━━━ RECORD SET

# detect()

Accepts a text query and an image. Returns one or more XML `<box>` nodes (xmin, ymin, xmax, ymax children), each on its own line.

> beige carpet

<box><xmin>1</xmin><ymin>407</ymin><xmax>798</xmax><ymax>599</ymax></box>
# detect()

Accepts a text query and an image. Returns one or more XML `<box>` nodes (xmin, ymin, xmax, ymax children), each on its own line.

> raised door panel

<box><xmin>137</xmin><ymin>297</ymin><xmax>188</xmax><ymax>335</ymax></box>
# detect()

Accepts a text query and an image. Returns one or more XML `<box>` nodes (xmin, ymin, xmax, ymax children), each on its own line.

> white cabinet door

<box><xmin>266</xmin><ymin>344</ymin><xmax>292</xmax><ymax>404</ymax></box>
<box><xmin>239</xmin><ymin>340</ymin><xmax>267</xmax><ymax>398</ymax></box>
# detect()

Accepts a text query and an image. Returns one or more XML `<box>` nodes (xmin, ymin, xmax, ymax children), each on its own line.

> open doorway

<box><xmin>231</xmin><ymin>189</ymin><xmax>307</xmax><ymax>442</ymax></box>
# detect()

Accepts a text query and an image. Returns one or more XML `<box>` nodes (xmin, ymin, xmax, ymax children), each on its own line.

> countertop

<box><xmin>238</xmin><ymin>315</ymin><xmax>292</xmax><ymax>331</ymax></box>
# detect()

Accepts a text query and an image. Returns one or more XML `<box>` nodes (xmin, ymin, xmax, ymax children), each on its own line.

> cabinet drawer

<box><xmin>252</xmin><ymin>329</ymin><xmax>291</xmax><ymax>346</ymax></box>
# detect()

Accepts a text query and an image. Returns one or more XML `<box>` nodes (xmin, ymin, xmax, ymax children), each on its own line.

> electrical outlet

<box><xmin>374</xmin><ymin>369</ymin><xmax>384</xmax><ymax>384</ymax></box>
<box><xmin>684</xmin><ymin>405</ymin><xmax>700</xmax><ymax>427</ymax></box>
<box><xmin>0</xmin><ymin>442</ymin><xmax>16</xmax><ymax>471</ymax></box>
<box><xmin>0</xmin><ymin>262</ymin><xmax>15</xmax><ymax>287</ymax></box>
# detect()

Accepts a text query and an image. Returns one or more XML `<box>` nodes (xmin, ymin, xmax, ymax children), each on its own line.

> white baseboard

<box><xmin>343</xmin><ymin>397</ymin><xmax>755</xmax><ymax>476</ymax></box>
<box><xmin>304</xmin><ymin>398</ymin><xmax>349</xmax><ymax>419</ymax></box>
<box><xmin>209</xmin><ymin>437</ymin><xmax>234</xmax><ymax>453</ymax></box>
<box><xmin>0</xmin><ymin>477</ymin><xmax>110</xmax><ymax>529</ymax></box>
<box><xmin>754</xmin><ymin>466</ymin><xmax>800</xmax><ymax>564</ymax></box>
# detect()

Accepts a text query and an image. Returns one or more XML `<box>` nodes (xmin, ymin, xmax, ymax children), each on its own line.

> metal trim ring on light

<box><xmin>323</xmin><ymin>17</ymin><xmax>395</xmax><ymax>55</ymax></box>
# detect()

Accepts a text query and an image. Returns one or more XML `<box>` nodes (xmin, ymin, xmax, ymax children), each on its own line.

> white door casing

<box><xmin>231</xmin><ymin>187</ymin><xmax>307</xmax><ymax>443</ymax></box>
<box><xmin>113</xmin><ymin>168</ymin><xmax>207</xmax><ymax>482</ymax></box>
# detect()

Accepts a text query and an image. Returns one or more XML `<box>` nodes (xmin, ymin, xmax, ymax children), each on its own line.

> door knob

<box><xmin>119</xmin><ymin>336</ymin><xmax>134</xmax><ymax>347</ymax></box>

━━━━━━

EXERCISE » Without altering a single word, transcribe the entries above.

EXERCISE SOLUTION »
# detect()

Accepts a text query and an image. Returns one or more XML `<box>` nodes (xmin, ymin, xmax, ymax children), each on its own line.

> beige carpet

<box><xmin>1</xmin><ymin>407</ymin><xmax>798</xmax><ymax>599</ymax></box>
# detect()

Accepts a text query and an image. Returns one or more XML `<box>` nodes (xmin, ymin, xmax, ymax children), each on its own line.

> raised door panel

<box><xmin>137</xmin><ymin>297</ymin><xmax>188</xmax><ymax>335</ymax></box>
# detect()

Accepts a text query and an image. Returns one or more XML `<box>` nodes (xmin, ymin, xmax, ymax children), each on its own line.

> white cabinet door

<box><xmin>266</xmin><ymin>344</ymin><xmax>292</xmax><ymax>404</ymax></box>
<box><xmin>239</xmin><ymin>340</ymin><xmax>267</xmax><ymax>398</ymax></box>
# detect()

Accepts a text query and an image. Returns one or more XML `<box>` nodes (xmin, ymin, xmax, ymax children), each on its own line.

> open doorway

<box><xmin>231</xmin><ymin>189</ymin><xmax>307</xmax><ymax>442</ymax></box>
# detect()

Accepts a text query and an image. Returns one or more XML `<box>` nodes (xmin, ymin, xmax, ymax children), each on its own line.

> countertop

<box><xmin>238</xmin><ymin>315</ymin><xmax>292</xmax><ymax>331</ymax></box>
# detect()

Accepts a text query and an image. Returns one or more XML `<box>` nodes (xmin, ymin, xmax, ymax children), each on its own line.

> cabinet drawer

<box><xmin>252</xmin><ymin>329</ymin><xmax>291</xmax><ymax>346</ymax></box>
# detect()

Accepts a text query and an image. Returns one or more XML `<box>` nodes (xmin, ymin, xmax, ymax children), each on its own line.

> electrical outlet

<box><xmin>374</xmin><ymin>369</ymin><xmax>384</xmax><ymax>384</ymax></box>
<box><xmin>684</xmin><ymin>405</ymin><xmax>700</xmax><ymax>427</ymax></box>
<box><xmin>0</xmin><ymin>442</ymin><xmax>16</xmax><ymax>471</ymax></box>
<box><xmin>0</xmin><ymin>262</ymin><xmax>15</xmax><ymax>287</ymax></box>
# detect()

Accepts a text query and an image. Returns one or more XML `<box>` nodes (xmin, ymin, xmax, ymax children), each on its own line.

> white baseboard

<box><xmin>343</xmin><ymin>397</ymin><xmax>755</xmax><ymax>476</ymax></box>
<box><xmin>304</xmin><ymin>398</ymin><xmax>349</xmax><ymax>419</ymax></box>
<box><xmin>209</xmin><ymin>437</ymin><xmax>234</xmax><ymax>453</ymax></box>
<box><xmin>0</xmin><ymin>477</ymin><xmax>110</xmax><ymax>529</ymax></box>
<box><xmin>754</xmin><ymin>466</ymin><xmax>800</xmax><ymax>564</ymax></box>
# detect()

Accepts a text query and an image. Returns one or more XML `<box>` nodes (xmin, ymin, xmax, ymax children), each on its own line.

> metal trim ring on light

<box><xmin>323</xmin><ymin>17</ymin><xmax>395</xmax><ymax>55</ymax></box>
# detect()

Accepts a text query and an image. Returns one or more XML `<box>` nodes (xmin, ymin, xmax, ymax children), each on its own line.

> white door casing

<box><xmin>231</xmin><ymin>187</ymin><xmax>307</xmax><ymax>443</ymax></box>
<box><xmin>113</xmin><ymin>168</ymin><xmax>207</xmax><ymax>482</ymax></box>
# detect()

Accepts a text query and an image. Returns one or more XML `<box>` nodes (xmin, ymin, xmax, ymax children), each on its own line.

> door knob

<box><xmin>119</xmin><ymin>336</ymin><xmax>134</xmax><ymax>347</ymax></box>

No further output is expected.